TASK OBJECTIVE: Copy the records below word for word, keeping every line as it appears.

Extracted records
[start]

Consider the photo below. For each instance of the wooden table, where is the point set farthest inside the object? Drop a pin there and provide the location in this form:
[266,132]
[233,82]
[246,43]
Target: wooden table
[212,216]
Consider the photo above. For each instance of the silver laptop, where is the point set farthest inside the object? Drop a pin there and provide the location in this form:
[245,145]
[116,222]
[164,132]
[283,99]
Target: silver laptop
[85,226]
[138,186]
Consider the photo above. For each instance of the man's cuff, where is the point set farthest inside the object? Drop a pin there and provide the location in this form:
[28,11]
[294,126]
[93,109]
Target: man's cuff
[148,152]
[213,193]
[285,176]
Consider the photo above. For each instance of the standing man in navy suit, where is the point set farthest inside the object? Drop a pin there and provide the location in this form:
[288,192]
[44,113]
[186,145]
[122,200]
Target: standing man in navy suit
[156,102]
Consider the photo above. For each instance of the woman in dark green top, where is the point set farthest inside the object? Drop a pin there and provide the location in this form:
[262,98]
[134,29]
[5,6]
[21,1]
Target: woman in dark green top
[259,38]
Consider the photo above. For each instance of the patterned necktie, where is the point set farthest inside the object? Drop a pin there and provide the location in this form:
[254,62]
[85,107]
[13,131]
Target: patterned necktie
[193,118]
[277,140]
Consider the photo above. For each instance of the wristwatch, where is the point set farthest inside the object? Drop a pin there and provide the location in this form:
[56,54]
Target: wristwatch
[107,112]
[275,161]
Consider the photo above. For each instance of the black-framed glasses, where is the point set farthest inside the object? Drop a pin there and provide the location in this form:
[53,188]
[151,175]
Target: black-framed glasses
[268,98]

[end]

ANSWER IN FULL:
Consider the photo below. For each instance of the wooden table, where is the point set farthest inside the object? Drop a pin there and provide the location in this form:
[266,132]
[233,82]
[246,43]
Target: wooden table
[212,216]
Consider the photo above. For each instance of the silver laptop, where is the point set farthest inside the object? Drop a pin there and provide the location in this form:
[245,145]
[116,222]
[164,132]
[283,99]
Target: silver laptop
[85,226]
[138,186]
Consider the photo above. For each instance of the man's cuff, where is the point set farthest inside the object? Drop a pin there and provide the location in this form:
[28,11]
[294,126]
[93,109]
Target: man's cuff
[148,152]
[213,193]
[285,176]
Consider the photo above. For each instance of the standing man in navy suit, where is the point set farthest inside the object? Drop a pin there and provide the location in this form:
[288,192]
[44,113]
[186,145]
[122,200]
Target: standing man in navy suit
[156,102]
Consider the photo above. For each instance of the woman in dark green top, where is the point set farthest inside the object? Drop a pin there and provide the location in this form:
[262,98]
[134,29]
[5,6]
[21,1]
Target: woman in dark green top
[259,38]
Consider the photo above. For each instance of the patterned necktie, where is the point set farthest inside the object? Drop a pin there and provide the location in this form:
[254,62]
[85,107]
[13,131]
Target: patterned necktie
[193,118]
[277,140]
Consider the photo above. For each instance of the wristwatch, where is the point set farthest inside the object? Drop a pin there and provide the location in this form:
[56,54]
Target: wristwatch
[107,112]
[275,161]
Consider the photo above. For each instance of the black-framed glasses, where is the point set farthest inside the object? Drop a pin there and provide the location in this form:
[53,188]
[151,175]
Target: black-framed glasses
[268,98]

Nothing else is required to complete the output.